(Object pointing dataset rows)
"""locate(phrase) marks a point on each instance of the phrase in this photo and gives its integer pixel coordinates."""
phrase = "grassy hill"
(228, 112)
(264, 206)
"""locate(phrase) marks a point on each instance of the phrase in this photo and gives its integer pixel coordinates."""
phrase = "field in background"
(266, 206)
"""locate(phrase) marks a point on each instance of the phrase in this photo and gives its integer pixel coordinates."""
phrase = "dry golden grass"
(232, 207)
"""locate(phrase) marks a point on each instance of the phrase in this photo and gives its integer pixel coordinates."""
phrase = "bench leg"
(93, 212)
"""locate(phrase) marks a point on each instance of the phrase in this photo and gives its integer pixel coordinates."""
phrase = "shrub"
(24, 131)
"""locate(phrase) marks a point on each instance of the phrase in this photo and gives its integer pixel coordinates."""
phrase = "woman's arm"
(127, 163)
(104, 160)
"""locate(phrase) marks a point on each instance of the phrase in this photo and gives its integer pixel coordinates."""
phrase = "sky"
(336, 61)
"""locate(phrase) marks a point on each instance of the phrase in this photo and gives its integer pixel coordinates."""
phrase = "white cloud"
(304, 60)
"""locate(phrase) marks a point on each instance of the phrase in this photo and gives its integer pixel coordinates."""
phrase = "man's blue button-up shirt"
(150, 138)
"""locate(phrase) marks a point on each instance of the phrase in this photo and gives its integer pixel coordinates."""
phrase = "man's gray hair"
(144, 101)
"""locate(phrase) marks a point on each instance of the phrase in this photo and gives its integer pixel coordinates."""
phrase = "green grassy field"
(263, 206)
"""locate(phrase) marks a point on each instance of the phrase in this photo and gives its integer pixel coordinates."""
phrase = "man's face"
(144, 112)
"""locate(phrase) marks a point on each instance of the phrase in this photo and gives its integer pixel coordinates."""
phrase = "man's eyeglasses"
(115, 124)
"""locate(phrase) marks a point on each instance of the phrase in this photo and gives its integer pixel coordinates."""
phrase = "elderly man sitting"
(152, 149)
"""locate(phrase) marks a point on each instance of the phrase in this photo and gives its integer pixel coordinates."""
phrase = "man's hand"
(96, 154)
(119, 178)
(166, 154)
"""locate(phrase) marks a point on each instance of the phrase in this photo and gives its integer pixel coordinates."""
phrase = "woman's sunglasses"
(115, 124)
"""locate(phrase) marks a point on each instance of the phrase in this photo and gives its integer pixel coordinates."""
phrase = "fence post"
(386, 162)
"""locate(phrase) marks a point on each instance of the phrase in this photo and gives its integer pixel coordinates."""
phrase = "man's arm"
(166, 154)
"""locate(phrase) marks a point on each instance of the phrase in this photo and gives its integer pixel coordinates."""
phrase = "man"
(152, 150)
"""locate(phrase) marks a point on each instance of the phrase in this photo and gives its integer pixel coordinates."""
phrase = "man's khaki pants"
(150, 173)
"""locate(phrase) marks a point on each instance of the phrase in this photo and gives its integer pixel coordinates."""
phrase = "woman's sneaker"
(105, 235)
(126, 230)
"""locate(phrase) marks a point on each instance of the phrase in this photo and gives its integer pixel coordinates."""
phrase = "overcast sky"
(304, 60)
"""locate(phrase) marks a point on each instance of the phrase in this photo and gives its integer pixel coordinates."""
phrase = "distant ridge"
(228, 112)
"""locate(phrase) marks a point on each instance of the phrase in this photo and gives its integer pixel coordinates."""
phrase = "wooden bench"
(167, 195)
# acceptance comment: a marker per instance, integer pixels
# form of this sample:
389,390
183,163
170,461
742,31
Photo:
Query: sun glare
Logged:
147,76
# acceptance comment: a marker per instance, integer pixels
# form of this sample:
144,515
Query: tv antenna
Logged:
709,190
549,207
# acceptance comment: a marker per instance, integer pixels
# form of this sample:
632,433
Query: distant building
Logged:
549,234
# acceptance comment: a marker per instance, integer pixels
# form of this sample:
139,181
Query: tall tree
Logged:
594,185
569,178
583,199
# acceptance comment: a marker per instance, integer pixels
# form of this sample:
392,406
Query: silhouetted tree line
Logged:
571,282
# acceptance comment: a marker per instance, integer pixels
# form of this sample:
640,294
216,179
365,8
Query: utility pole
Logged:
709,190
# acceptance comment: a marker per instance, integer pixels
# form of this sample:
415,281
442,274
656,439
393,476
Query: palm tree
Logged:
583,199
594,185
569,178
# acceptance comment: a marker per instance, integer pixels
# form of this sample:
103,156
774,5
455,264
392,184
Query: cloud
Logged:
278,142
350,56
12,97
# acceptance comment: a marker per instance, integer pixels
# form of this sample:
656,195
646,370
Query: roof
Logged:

YOUR OBJECTIVE:
Write down the full listing again, exactly.

WRITTEN REPLY:
"""locate(phrase) marks a point on each instance of the phrase in this photo and gives its integer pixel coordinates."""
phrase = "grassy hill"
(228, 112)
(264, 206)
"""locate(phrase) marks a point on each instance of the phrase in this photo and gives its integer pixel coordinates."""
phrase = "field in background"
(266, 206)
"""locate(phrase) marks a point on each instance of the phrase in this photo and gives its integer pixel coordinates."""
phrase = "dry golden grass"
(232, 207)
"""locate(phrase) marks a point on each instance of the phrase in this photo and gives its integer pixel coordinates."""
phrase = "bench leg"
(93, 212)
"""locate(phrase) marks a point on each instance of the phrase in this photo and gives its integer pixel coordinates."""
phrase = "shrub"
(24, 131)
"""locate(phrase) marks a point on each instance of the phrase in this photo and gives its integer pixel coordinates."""
phrase = "woman's arm"
(127, 163)
(104, 160)
"""locate(phrase) marks a point on each instance of the phrase in this photo and gives its integer pixel coordinates."""
phrase = "sky"
(336, 61)
"""locate(phrase) marks a point on each instance of the phrase in this photo and gives its integer pixel coordinates."""
phrase = "white cloud"
(304, 60)
"""locate(phrase) marks a point on each instance of the phrase in this photo and gives its integer pixel coordinates."""
phrase = "man's blue button-up shirt"
(150, 138)
"""locate(phrase) marks a point on each instance of the phrase in this photo and gives its integer pixel coordinates."""
phrase = "man's gray hair"
(144, 101)
"""locate(phrase) marks a point on each instance of the phrase in this photo and gives its integer pixel coordinates."""
phrase = "green grassy field"
(263, 206)
"""locate(phrase) marks a point on each instance of the phrase in this photo and gives its integer pixel coordinates."""
phrase = "man's face"
(144, 112)
"""locate(phrase) marks a point on each instance of the phrase in this photo and gives its integer pixel coordinates."""
phrase = "man's eyeglasses"
(115, 124)
"""locate(phrase) marks a point on each instance of the phrase in this photo and gives its integer pixel coordinates."""
phrase = "elderly man sitting"
(152, 149)
"""locate(phrase) marks a point on each instance of the phrase in this photo and gives its integer pixel coordinates."""
phrase = "man's hand"
(96, 154)
(119, 178)
(166, 154)
"""locate(phrase) marks a point on each instance of the phrase in this photo and gives its integer pixel coordinates."""
phrase = "woman's sunglasses"
(115, 124)
"""locate(phrase) marks a point on each instance of the phrase in this photo and gives its integer pixel coordinates."""
phrase = "fence post"
(386, 162)
"""locate(phrase) marks a point on each instance of the phrase in this photo and gives its integer pixel coordinates."""
phrase = "man's arm"
(166, 154)
"""locate(phrase) marks a point on each instance of the phrase in this photo and gives its integer pixel coordinates."""
phrase = "man"
(152, 150)
"""locate(phrase) marks a point on each instance of the phrase in this photo and gives its integer pixel coordinates."""
phrase = "man's khaki pants"
(150, 173)
"""locate(phrase) marks a point on each instance of the phrase in this photo and gives its integer pixel coordinates."""
phrase = "woman's sneaker"
(105, 235)
(126, 230)
"""locate(phrase) marks a point on each instance of the phrase in this photo and gives its integer pixel coordinates."""
phrase = "overcast sky"
(304, 60)
"""locate(phrase) marks a point on each instance of the phrase in this photo and gives its integer pixel coordinates."""
phrase = "distant ridge"
(228, 112)
"""locate(phrase) marks a point on each instance of the phrase in this photo and gives its integer pixel coordinates."""
phrase = "wooden bench"
(167, 195)
# acceptance comment: a marker per instance, integer pixels
# form of this sample:
389,390
183,163
170,461
742,31
Photo:
Query: sun glare
Logged:
147,76
# acceptance comment: a marker per instance, integer pixels
# form of this sample:
144,515
Query: tv antenna
Logged:
709,190
549,207
# acceptance comment: a marker per instance, integer pixels
# form of this sample:
632,433
Query: distant building
Logged:
549,234
# acceptance comment: a marker per instance, integer pixels
# form of this sample:
139,181
Query: tall tree
Logged:
594,185
569,178
583,199
# acceptance comment: a marker per instance, integer pixels
# form of this sample:
392,406
Query: silhouetted tree line
Logged:
571,282
# acceptance comment: a marker per instance, integer pixels
# form of this sample:
640,294
216,179
365,8
Query: utility pole
Logged:
709,190
# acceptance comment: a marker per instance, integer pixels
# form of this sample:
415,281
442,274
656,439
393,476
Query: palm tree
Logged:
583,199
594,185
569,178
# acceptance comment: a marker per instance, integer pixels
# form of this sample:
103,156
774,5
455,264
392,184
Query: cloud
Logged:
278,142
350,56
12,97
# acceptance comment: a marker per instance, integer pixels
# form of this sample:
656,195
646,370
Query: roof
Logged:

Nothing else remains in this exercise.